Image object location entries:
───
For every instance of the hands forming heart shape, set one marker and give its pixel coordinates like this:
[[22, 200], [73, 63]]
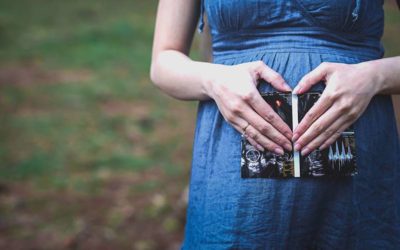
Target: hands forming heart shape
[[349, 89]]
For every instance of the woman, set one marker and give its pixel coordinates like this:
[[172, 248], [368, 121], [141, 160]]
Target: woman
[[304, 45]]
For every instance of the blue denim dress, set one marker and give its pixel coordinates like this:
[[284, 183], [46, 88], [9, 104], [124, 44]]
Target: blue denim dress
[[293, 37]]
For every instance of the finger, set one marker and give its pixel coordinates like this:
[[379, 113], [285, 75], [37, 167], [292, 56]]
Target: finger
[[255, 137], [265, 128], [313, 77], [335, 136], [334, 130], [273, 77], [265, 111], [324, 102]]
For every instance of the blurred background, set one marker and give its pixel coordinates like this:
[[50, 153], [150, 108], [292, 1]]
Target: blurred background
[[92, 155]]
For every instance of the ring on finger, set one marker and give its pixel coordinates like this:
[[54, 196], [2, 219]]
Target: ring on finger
[[244, 129]]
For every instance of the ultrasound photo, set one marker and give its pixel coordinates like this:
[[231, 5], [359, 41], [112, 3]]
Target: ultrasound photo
[[336, 160]]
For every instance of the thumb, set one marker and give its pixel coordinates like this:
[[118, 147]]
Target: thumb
[[312, 78], [273, 77]]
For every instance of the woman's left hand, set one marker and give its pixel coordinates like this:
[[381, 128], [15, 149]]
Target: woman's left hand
[[349, 89]]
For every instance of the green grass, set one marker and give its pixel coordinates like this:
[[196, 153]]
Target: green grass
[[87, 143]]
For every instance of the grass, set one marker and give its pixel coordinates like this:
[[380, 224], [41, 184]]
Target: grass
[[92, 155]]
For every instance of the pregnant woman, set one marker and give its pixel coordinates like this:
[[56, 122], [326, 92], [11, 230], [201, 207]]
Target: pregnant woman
[[285, 45]]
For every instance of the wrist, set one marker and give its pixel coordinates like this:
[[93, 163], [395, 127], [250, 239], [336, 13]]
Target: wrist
[[377, 77], [208, 76]]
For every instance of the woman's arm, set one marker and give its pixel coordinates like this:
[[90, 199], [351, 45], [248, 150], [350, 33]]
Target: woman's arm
[[349, 89], [233, 88], [387, 73]]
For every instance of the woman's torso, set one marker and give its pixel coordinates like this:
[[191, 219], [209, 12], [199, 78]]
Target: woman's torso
[[293, 37]]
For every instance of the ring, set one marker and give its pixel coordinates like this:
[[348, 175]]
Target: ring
[[244, 129]]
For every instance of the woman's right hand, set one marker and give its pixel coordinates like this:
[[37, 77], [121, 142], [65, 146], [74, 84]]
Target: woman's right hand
[[234, 89]]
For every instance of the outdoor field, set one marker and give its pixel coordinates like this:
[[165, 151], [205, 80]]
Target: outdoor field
[[92, 154]]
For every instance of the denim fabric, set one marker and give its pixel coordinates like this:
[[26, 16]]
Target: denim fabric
[[293, 37]]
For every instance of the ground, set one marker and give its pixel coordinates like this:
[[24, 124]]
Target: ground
[[92, 155]]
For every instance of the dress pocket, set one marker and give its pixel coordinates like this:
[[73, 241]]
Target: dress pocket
[[339, 15]]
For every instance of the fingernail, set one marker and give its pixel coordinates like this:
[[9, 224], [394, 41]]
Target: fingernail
[[297, 89], [305, 151], [288, 146], [295, 137], [278, 151], [259, 147], [287, 86]]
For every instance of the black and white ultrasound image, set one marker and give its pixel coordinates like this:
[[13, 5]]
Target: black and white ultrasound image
[[336, 160]]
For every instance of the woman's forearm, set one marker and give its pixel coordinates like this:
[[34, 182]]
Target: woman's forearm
[[387, 74], [180, 77]]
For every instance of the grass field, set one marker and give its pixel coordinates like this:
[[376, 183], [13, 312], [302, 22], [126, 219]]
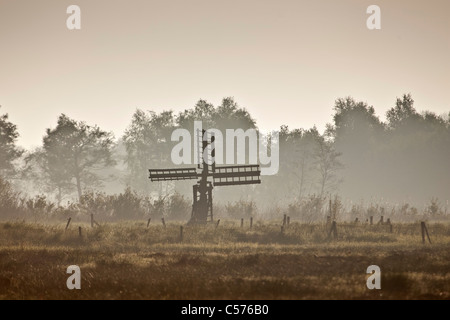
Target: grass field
[[127, 260]]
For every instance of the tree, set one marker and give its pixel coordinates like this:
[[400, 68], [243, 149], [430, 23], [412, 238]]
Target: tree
[[328, 164], [8, 148], [49, 173], [402, 112], [74, 151]]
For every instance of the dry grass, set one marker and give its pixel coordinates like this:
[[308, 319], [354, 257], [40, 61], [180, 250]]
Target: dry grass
[[128, 261]]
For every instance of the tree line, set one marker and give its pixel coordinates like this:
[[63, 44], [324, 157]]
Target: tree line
[[358, 156]]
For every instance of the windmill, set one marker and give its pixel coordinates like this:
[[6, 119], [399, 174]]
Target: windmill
[[209, 176]]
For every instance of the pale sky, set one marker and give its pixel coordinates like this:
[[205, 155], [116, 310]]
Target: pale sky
[[285, 61]]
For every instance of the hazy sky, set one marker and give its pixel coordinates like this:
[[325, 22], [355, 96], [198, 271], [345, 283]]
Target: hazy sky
[[285, 61]]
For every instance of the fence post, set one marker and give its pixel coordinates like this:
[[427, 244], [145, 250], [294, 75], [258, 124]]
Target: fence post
[[390, 224], [68, 222], [333, 230]]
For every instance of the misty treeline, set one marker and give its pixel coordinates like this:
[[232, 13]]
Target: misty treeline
[[400, 165]]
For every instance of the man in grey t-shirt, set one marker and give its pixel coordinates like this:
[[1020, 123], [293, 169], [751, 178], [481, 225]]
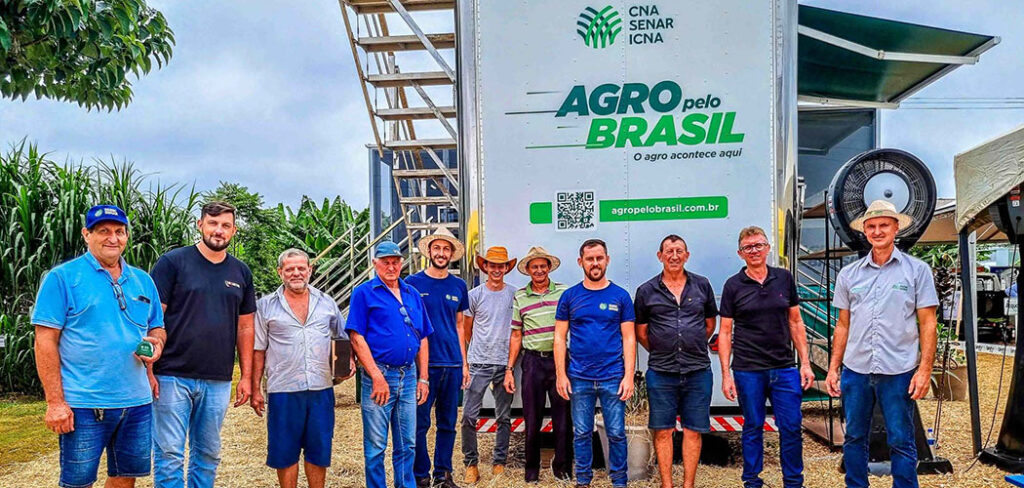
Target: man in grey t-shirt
[[488, 321]]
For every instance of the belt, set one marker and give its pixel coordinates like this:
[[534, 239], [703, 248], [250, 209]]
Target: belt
[[540, 353]]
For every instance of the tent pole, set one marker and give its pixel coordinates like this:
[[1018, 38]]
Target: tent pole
[[970, 334]]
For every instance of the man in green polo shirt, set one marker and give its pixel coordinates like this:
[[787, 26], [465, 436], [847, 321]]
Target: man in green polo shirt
[[534, 331]]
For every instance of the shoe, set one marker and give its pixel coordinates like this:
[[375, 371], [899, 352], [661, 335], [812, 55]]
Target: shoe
[[472, 475], [444, 482]]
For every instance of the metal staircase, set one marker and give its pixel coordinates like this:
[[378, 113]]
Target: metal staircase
[[414, 131]]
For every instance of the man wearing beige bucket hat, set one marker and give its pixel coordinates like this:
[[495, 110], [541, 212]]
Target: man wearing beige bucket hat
[[534, 333], [885, 341], [487, 328], [445, 299]]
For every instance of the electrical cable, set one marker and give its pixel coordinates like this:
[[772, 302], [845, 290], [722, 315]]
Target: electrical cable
[[1003, 366]]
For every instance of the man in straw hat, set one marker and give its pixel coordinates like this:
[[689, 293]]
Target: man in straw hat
[[445, 299], [388, 326], [534, 333], [487, 330], [886, 303]]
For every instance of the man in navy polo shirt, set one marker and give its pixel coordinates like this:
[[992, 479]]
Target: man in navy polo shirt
[[388, 327], [91, 315], [761, 324], [675, 317], [445, 298], [597, 316]]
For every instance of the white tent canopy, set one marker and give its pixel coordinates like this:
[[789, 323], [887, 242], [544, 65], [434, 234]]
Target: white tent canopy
[[985, 174]]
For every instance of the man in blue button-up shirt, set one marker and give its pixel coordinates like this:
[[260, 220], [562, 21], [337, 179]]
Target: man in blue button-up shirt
[[388, 326], [886, 303], [91, 315]]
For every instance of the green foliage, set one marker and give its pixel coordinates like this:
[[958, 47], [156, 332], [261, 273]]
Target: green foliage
[[42, 208], [80, 50]]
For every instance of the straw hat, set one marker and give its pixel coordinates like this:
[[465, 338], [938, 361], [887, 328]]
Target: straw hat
[[458, 250], [497, 255], [538, 252], [881, 208]]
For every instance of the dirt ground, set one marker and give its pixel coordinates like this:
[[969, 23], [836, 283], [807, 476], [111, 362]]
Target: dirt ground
[[245, 450]]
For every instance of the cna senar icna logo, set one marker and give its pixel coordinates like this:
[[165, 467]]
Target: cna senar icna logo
[[599, 28]]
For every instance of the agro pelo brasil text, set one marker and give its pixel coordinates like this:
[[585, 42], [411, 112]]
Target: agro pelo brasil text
[[665, 97]]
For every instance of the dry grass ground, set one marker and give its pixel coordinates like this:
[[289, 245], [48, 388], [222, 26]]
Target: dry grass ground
[[245, 443]]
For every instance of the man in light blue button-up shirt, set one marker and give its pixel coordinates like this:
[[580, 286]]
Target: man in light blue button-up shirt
[[295, 326], [885, 341]]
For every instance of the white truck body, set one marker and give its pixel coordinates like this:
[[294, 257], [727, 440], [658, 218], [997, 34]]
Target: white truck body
[[628, 122]]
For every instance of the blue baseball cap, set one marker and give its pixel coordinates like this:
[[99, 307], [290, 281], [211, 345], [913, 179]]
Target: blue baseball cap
[[102, 213], [387, 249]]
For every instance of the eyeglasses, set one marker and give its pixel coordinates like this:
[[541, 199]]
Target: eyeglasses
[[755, 248], [120, 294], [404, 315]]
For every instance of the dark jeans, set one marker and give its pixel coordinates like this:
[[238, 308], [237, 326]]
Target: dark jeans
[[482, 376], [538, 384], [860, 392], [781, 386], [444, 386]]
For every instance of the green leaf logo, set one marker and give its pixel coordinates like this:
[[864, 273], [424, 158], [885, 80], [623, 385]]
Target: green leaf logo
[[598, 29]]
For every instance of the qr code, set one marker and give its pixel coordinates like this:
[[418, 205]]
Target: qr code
[[574, 210]]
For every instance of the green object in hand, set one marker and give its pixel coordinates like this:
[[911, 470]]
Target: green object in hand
[[144, 349]]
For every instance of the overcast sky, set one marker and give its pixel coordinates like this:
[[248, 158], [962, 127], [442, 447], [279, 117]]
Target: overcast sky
[[265, 94]]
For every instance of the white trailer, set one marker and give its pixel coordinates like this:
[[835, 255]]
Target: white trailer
[[628, 123]]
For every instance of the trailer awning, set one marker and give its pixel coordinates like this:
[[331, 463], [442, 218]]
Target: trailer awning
[[849, 59], [985, 174]]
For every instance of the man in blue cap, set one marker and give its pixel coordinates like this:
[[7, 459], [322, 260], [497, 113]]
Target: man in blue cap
[[98, 323], [388, 326]]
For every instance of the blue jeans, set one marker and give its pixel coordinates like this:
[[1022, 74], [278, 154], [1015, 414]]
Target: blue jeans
[[584, 399], [781, 386], [686, 396], [860, 392], [445, 383], [194, 409], [398, 414], [123, 433]]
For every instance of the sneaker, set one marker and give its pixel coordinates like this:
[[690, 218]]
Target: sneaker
[[472, 475], [445, 482]]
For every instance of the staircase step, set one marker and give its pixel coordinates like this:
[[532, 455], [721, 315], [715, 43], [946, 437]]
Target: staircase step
[[404, 43], [407, 144], [414, 174], [414, 113], [443, 201], [394, 80], [384, 6], [432, 225]]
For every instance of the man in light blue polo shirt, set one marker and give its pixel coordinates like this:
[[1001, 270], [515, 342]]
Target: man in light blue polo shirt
[[92, 315], [886, 303], [388, 326]]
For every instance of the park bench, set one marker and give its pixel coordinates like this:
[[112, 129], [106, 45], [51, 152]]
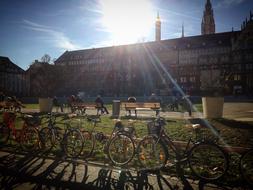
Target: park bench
[[137, 106], [81, 107]]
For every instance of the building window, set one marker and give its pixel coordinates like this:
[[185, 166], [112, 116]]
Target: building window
[[183, 79], [237, 77], [192, 79]]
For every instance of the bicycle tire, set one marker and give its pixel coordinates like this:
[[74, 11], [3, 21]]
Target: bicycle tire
[[88, 144], [152, 153], [121, 149], [47, 138], [246, 166], [29, 139], [73, 143], [4, 133], [208, 161]]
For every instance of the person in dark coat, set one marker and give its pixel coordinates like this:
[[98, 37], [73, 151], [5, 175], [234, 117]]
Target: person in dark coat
[[101, 102], [131, 99]]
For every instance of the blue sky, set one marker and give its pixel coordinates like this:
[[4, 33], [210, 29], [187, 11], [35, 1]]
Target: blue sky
[[31, 28]]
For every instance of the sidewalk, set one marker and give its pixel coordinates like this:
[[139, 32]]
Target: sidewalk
[[236, 111]]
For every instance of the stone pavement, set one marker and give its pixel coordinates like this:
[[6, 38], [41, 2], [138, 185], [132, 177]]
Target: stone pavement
[[237, 111], [36, 171]]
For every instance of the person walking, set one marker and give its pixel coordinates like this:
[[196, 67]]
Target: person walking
[[100, 101], [132, 99]]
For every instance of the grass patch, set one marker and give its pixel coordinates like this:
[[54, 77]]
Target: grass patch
[[31, 106]]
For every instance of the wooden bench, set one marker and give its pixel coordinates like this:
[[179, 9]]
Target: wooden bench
[[136, 106], [81, 107]]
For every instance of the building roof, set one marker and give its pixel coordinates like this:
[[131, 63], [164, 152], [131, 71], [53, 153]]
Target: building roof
[[8, 63], [191, 42]]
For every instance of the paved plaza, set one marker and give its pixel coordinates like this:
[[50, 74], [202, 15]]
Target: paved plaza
[[19, 170]]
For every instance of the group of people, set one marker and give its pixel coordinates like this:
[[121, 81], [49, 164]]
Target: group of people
[[152, 98], [71, 100]]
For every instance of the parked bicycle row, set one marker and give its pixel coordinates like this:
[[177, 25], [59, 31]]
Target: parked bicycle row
[[207, 160]]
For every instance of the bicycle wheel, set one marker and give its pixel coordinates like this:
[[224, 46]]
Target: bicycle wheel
[[246, 166], [208, 161], [47, 138], [121, 149], [88, 144], [73, 143], [152, 153], [4, 133], [29, 139]]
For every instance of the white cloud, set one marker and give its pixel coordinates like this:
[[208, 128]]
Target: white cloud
[[58, 39], [229, 3]]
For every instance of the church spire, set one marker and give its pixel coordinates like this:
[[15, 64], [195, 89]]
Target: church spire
[[183, 30], [208, 24], [158, 28]]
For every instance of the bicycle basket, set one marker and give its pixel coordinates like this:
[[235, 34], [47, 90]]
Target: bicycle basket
[[129, 130], [153, 128]]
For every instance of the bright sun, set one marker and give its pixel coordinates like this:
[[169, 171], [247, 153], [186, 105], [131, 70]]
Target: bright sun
[[128, 21]]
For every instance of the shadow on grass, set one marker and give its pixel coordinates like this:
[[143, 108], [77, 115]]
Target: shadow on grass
[[234, 124]]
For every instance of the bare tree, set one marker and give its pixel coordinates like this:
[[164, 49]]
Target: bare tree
[[45, 58]]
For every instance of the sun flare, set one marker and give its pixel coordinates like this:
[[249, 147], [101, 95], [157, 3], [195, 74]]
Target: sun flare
[[128, 21]]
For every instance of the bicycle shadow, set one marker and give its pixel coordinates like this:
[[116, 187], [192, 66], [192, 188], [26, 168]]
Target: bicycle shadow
[[39, 172]]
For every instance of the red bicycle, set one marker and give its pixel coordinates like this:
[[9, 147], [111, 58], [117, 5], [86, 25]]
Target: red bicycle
[[27, 137]]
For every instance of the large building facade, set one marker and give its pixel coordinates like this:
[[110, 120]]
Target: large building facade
[[195, 64]]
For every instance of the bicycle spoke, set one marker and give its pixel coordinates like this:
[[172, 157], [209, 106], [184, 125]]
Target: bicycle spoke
[[121, 150]]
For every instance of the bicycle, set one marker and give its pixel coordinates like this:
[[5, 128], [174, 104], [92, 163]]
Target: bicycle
───
The exercise: Reproduce verbatim the lines of the rows above, from the line with "For every instance of the shoe, set" up to and including the line with "[[985, 174]]". Output only those lines.

Output of the task:
For every instance of the shoe, set one marker and give its pixel coordinates like this:
[[375, 371], [899, 352], [661, 335], [812, 55]]
Target: shoe
[[472, 475], [444, 482]]
For every instance of the metal staircase, set one marker and give its pixel coordinates like this:
[[378, 113]]
Target: metal staircase
[[414, 131]]
For every instance of the man wearing beige bucket hat, set one marker and give its pixel coordinates like this:
[[495, 110], [541, 212]]
Target: man wearing beige bucket hat
[[534, 333], [885, 341], [487, 328], [445, 299]]
For every instance of the electrical cable, set one marker and give its pixel coordinates like this:
[[772, 302], [845, 290], [722, 315]]
Target: electrical cable
[[1003, 366]]
For every instance of the man in straw hat, set one marker and give its pixel coordinates like this:
[[689, 293]]
Target: man in straw hat
[[445, 299], [388, 326], [534, 333], [487, 330], [886, 303]]
For every instance of the man in navy polo shirt, set one marker and give its pixel coordinates like this:
[[992, 479]]
Target: man in navy polo shirt
[[388, 327], [91, 315], [761, 324], [675, 317], [445, 298], [597, 316]]
For every instance of the white tent canopy, set one marker and give its pixel coordinates like this:
[[789, 323], [887, 242], [544, 65], [434, 234]]
Target: white tent canopy
[[985, 174]]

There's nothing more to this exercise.